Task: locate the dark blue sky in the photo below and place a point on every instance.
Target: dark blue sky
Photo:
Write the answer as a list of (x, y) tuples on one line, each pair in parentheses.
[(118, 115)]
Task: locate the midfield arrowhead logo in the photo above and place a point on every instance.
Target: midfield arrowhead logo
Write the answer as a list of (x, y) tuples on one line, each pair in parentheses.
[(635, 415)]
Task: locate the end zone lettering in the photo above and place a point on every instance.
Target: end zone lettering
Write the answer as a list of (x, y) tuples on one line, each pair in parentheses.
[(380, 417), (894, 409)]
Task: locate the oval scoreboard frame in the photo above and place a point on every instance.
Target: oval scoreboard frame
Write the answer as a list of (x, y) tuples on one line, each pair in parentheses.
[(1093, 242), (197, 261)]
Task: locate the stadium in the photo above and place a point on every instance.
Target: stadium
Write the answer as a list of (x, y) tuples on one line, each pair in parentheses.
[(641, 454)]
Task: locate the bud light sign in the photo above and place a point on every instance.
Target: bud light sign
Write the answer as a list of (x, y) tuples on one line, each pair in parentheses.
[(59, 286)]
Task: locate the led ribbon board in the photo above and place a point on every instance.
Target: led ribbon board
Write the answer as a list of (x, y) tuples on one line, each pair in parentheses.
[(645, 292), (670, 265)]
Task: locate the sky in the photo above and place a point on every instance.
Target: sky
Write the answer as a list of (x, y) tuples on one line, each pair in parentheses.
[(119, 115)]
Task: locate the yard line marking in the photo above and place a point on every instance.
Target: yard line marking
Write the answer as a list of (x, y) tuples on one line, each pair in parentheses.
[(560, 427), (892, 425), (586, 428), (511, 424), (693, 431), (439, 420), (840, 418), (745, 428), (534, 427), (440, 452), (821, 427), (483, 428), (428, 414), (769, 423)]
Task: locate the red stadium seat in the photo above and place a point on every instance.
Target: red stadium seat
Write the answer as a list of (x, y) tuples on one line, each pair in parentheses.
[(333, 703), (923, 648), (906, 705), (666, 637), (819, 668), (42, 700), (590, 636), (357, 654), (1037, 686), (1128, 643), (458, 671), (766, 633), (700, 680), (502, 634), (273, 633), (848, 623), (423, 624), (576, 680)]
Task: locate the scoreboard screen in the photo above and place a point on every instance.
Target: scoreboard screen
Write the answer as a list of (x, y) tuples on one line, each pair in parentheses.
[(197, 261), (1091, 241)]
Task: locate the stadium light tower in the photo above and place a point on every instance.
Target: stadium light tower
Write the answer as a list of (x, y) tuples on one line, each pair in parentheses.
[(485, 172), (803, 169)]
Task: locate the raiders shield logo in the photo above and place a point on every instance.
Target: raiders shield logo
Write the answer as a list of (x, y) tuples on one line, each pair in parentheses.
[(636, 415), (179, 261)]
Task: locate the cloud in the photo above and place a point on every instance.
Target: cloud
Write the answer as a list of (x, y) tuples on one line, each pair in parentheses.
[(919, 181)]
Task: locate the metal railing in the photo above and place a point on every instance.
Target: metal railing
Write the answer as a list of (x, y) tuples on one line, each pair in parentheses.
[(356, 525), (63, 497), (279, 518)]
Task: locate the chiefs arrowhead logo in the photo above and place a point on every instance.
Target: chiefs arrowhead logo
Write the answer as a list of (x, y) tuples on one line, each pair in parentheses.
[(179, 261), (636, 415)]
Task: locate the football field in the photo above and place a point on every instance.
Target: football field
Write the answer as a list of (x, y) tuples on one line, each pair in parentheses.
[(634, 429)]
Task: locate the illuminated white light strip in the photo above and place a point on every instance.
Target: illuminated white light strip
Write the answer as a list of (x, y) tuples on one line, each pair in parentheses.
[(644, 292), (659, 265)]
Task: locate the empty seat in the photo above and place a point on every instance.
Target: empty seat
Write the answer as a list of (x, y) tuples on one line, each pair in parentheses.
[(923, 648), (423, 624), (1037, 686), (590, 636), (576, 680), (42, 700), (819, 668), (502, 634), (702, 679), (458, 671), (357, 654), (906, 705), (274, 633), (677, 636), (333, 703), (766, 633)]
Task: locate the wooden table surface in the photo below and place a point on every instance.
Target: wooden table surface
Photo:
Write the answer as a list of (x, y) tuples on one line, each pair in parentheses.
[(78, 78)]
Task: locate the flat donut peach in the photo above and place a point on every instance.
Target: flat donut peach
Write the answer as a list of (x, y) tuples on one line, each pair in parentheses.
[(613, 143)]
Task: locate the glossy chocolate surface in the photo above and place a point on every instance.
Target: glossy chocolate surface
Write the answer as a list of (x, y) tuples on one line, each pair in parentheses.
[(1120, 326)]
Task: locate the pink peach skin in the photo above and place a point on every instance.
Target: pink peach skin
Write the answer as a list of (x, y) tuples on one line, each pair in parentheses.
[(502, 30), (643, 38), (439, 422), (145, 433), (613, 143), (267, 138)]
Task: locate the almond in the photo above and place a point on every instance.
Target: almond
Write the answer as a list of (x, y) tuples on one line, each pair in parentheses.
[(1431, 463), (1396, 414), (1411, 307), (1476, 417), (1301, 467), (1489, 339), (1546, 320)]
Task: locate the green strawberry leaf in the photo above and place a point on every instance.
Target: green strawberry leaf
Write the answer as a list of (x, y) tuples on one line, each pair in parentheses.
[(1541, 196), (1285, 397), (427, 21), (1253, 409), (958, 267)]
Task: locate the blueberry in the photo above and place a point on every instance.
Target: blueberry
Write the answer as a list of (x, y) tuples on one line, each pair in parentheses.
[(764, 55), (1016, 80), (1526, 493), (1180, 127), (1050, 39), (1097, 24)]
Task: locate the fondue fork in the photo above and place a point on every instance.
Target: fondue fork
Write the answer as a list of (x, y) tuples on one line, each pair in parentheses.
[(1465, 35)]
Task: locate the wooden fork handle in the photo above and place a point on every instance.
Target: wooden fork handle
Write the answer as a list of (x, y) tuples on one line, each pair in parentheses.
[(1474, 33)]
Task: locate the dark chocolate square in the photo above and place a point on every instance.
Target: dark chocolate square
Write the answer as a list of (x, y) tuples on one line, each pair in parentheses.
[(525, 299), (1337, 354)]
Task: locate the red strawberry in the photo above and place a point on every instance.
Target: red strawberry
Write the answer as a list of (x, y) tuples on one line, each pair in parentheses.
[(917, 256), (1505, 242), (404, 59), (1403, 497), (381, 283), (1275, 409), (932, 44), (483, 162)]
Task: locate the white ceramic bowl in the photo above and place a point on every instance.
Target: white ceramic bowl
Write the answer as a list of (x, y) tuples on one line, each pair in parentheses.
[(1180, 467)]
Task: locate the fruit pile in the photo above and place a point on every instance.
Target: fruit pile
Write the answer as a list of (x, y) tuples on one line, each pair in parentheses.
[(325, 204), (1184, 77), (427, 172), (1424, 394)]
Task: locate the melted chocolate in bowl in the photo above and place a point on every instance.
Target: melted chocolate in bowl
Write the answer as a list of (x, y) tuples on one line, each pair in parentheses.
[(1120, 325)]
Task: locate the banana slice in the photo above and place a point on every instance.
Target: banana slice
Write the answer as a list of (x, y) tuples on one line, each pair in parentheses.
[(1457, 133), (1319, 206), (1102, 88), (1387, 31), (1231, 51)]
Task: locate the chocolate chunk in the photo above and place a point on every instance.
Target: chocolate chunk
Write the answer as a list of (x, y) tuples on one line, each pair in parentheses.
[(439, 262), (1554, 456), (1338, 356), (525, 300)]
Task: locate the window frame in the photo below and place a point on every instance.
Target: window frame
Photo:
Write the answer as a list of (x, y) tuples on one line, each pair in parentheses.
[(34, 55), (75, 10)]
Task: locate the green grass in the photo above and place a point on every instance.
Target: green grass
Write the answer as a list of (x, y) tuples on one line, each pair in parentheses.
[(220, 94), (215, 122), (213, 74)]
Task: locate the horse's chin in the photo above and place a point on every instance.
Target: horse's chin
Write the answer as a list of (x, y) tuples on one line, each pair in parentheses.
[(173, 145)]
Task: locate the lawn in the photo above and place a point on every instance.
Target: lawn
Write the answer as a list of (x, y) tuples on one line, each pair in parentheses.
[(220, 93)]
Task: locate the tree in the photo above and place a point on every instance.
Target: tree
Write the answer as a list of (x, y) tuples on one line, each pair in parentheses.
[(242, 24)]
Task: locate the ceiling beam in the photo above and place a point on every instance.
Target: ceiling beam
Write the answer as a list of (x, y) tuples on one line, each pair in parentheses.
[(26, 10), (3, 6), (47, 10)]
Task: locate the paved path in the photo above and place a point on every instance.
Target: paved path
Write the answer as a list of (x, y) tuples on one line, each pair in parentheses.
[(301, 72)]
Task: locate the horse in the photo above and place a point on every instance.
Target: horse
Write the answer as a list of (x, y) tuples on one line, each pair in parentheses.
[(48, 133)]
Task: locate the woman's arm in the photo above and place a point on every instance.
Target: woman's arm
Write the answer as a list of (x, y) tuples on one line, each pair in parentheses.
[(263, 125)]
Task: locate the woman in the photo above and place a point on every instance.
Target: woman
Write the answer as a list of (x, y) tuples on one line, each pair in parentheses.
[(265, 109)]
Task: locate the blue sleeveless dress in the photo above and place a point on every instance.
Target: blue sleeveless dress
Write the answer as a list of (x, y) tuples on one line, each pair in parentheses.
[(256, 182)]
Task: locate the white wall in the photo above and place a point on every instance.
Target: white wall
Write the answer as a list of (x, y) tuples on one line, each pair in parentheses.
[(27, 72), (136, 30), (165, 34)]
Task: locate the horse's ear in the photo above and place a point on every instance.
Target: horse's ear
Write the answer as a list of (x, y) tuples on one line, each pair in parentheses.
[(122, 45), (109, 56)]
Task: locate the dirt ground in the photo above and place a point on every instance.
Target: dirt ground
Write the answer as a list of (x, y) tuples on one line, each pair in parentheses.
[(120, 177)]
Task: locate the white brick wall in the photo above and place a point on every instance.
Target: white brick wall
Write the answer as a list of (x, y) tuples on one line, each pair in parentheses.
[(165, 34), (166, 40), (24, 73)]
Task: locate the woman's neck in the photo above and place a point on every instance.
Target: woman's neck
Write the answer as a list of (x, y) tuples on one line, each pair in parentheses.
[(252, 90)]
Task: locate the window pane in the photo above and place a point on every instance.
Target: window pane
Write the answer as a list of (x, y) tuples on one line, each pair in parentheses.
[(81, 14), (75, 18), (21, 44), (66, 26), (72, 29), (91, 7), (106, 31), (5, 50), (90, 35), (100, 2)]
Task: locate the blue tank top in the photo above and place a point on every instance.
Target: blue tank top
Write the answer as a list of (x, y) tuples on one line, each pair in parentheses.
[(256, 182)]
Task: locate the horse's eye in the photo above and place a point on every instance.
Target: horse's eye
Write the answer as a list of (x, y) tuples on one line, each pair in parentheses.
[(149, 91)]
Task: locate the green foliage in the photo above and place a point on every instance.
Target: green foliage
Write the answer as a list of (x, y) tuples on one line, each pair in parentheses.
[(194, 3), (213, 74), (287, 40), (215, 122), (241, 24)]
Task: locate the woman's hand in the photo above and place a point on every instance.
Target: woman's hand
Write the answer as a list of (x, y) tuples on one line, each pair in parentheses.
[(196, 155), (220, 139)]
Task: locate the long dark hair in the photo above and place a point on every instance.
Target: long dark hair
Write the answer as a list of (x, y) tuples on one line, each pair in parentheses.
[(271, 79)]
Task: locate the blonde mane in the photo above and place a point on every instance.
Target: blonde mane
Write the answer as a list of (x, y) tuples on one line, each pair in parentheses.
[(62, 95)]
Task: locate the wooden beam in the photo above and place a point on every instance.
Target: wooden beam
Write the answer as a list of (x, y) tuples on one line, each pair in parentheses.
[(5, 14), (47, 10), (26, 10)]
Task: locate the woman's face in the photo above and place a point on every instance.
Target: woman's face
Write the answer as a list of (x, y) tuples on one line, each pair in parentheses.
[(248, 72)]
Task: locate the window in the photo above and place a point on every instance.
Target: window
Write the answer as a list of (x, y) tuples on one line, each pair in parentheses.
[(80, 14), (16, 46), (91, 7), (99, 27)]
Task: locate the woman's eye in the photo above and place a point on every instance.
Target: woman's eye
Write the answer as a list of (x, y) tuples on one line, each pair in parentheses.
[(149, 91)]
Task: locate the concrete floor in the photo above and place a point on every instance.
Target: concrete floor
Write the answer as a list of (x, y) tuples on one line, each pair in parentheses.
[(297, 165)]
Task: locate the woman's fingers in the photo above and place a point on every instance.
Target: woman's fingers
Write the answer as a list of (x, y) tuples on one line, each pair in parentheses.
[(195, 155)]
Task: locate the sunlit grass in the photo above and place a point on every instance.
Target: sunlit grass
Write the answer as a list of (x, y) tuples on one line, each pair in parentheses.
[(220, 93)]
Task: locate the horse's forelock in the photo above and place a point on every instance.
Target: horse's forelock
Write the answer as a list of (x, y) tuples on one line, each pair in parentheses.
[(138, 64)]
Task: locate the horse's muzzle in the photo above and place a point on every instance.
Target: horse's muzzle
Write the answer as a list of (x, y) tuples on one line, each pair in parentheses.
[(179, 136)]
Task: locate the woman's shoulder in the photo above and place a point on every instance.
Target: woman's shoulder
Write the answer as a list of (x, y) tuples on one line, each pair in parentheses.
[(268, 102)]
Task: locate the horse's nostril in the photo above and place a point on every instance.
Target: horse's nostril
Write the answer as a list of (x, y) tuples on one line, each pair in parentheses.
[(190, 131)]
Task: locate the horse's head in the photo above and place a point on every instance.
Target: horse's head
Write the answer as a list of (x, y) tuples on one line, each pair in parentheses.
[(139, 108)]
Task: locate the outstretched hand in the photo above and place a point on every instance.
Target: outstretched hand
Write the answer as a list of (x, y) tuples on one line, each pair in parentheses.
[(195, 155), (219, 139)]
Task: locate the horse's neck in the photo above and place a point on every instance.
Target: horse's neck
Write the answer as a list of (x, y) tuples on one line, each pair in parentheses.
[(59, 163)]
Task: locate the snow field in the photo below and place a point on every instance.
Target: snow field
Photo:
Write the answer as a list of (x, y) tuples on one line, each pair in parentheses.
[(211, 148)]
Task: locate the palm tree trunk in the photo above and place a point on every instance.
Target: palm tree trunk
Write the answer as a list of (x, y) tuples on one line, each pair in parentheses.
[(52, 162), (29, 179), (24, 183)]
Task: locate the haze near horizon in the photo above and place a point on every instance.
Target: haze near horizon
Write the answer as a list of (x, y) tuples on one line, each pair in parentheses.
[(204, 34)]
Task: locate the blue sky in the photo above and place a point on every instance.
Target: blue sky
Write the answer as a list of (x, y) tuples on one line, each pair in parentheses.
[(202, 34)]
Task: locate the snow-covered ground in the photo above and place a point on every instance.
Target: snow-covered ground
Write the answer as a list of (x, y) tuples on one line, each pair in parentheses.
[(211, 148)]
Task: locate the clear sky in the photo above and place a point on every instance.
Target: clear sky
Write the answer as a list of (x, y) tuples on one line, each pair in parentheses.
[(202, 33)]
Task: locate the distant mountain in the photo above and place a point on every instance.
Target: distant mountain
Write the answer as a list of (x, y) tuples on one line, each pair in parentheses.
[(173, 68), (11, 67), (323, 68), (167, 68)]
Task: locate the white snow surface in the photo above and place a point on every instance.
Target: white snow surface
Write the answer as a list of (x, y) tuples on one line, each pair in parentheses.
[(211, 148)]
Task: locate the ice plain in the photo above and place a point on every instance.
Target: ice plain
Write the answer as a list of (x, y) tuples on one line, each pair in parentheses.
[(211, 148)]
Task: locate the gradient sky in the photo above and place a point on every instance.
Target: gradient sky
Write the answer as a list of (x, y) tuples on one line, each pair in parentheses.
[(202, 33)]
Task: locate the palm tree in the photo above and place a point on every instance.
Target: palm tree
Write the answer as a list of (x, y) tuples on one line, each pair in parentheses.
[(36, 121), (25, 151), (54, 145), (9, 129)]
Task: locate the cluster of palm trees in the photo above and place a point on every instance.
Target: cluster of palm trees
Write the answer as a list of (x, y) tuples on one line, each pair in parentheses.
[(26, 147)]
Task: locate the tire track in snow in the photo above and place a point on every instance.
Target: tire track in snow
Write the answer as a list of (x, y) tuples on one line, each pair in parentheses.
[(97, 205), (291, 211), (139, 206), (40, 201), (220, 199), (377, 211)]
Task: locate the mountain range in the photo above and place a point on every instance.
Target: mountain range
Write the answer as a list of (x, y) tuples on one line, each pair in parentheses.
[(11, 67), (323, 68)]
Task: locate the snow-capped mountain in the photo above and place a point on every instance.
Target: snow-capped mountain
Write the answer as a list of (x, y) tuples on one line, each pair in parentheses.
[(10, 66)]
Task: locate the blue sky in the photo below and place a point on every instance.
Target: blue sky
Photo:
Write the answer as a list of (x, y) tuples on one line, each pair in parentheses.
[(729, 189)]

**Exercise aim:**
Exactly reproduce the lines of the data above that run from the line containing "Target: snow-capped mountain" through the final one.

**Task answer:**
Target: snow-capped mountain
Write the answer as a list of (x, y) tuples on one line, each pair in parentheses.
[(10, 66)]
Task: locate the blue sky in the photo below and place a point on every instance.
Target: blue sky
Photo:
Write the answer as a list of (x, y) tuples on one line, each pair in parentheses.
[(729, 189)]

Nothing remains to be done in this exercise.